● Problems to solve:
[1] In the sailing log, what kind of stripe runs through the center of the first spinnaker pulled from the forward head?
[2] Resume the sailing log right after its final sentence and keep writing in the same voice.

Greetings from the great float. Our current position is wherever we
were yesterday. Time has now stopped.
Okay, it's not really that bad. We have had some fun sailing, good
food, interesting music and delightful (and possibly demented)
conversation. And last night, the Captain did a marathon watch so some
of us could get some much needed rest. The man is unstoppable when he
sets his mind to something. A couple days ago Captain Bligh ordered
(that's all he does these days) that we were to do whatever we could to
sail to conserve diesel for fun activities down the road as we get
closer to civilization, like dodging container ships during the night.
So although the winds are light, we were able to set "the spinnakers"
and make some good miles down the road. However, both days the wind
seems to fall below five knots in mid-to-late afternoon and we have to
get back on what the New Zealander calls "the donkey" for the night.
Hey, at least he doesn't call it "the sheep"; just don't even go there.
To illustrate the mechanics of our spinnaker opps, let me take you
through some of the details from yesterday. As soon as dawn breaks, I
don my harness and start rigging the spinnaker gear. After I finish the
set up, I go downstairs and search through the forward head for an
appropriate spinnaker. What, isn't that where everyone keeps them? I
manage to pull out a bag that says something like "1983" on it, and give
it the once over. It appears to be an AP of some sort, with a disco
purple stripe through the center. At this point, Seymour Dodds is
stirring, and comes over to see what I am doing. We look at the bag and
then at each other wondering whether we need those stripped shirts and
"man-staches" made popular on the early IOR circuit to fly this thing.
My growth is pretty good, but Dodds is clean shaven, which could be an
issue. We proceed to launch the disco chute anyway and it provides us
with the beautiful silhouette of an hour-glass against the dawn sky.
Proud of our efforts, we adjourn to the cockpit to sip warm beverages
and slap each other across our stripped-shirt backs.
Just as everything is going "groovy," Bligh pops his head out of the
companion way, sees the distorted spinnaker and bitches about wraps and
twists and uses all kinds of other unsavory terms. He barks that we
should fix it immediately or face the captain's mast. Dodds and I wait
until Bligh disappears downstairs to continue his week-long nap, and
figure we do nothing and just pass the whole mess on to Seaman Gilbert's
watch. But then Dodds remembers that this particular breed of disco
chute generally likes to be flown with a friend, called a blooper. I've
never heard of one because I am too young, but Dodds swears such a thing
exists. Dodds races back to the forward head and returns with some
technicolor beast of a chute that he swears is the required blooper. He
opens the bag and out beams all kinds of disgusting hues, like purple
and yellow, and some sort of light blue I've never seen on a spinnaker
before. I take a quick look around to make sure no one can see us when
this thing is up, and find no one on the horizon. Just for good measure
I also check the AIS.

● Provided data:
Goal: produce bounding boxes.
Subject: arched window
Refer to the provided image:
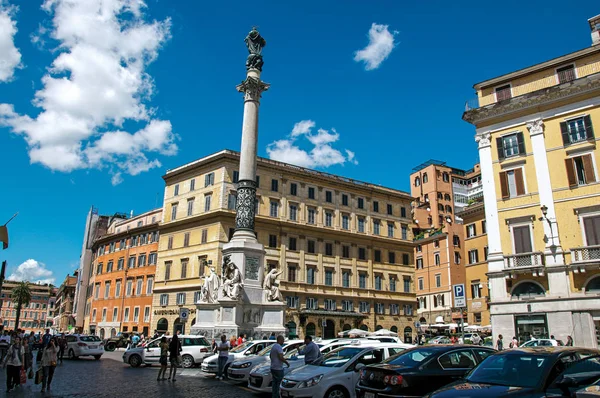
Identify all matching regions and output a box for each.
[304,322,316,337]
[511,282,546,297]
[156,318,169,333]
[287,321,298,339]
[585,276,600,293]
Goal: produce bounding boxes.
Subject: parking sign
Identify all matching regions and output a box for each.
[452,283,467,308]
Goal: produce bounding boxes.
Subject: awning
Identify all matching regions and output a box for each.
[298,310,368,318]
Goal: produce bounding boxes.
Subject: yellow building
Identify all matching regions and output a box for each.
[463,16,600,347]
[456,200,490,326]
[152,150,416,341]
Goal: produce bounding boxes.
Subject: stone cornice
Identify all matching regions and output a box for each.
[463,73,600,125]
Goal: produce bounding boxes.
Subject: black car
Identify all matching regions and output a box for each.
[356,344,496,398]
[427,347,600,398]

● Results:
[1] A disco purple stripe.

[2]
When we are ready to launch disco's buddy on the free wing halyard,
Bligh shows up again. This time his head is all red, and he has shaved
himself to look like Walter White from Breaking Bad (or possibly Colonel
l Kurtz). He clearly means business. He is upset that we did not clear
the blooper with him. As punishment, he orders us to take down the
disco chute and fly the technicolor beast in full view of passing
boats. And if we can't do the maneuver in under a minute, he will
assess an appropriate punishment. Being too afraid to beg for his
mercy, we set up for the maneuver, which Dobbs calls a "Travolta." With
Dobbs in the hatch, and me on the foredeck, Bligh handles all the
cockpit duties by himself, his hands flying from helm to halyard, guy to
sheet, revealing his inner Tasmanian Devil. (note to my crew: it took
around 50 seconds; Bligh timed it). With that, Dodds and I narrowly
escape the captain's wrath, but are forced to fly this beast until the
wind dies around 3 PM.
The spinnaker fiasco behind us, we turn toward dinner. Seaman Gilbert
grills up the steaks he has been marinating for days, and the result is
amazing. In addition, he has prepared roasted potatoes and a medley of
warmed, canned vegetables. With the exception of the vegetables, it is
clear that the captain is warming to Seaman Gilbert's efforts and a
promotion in rank may not be too far off. As the dining winds down, we
listen to a selection of Danish and Swedish songs as the remain light
fades (along with our taste for good music).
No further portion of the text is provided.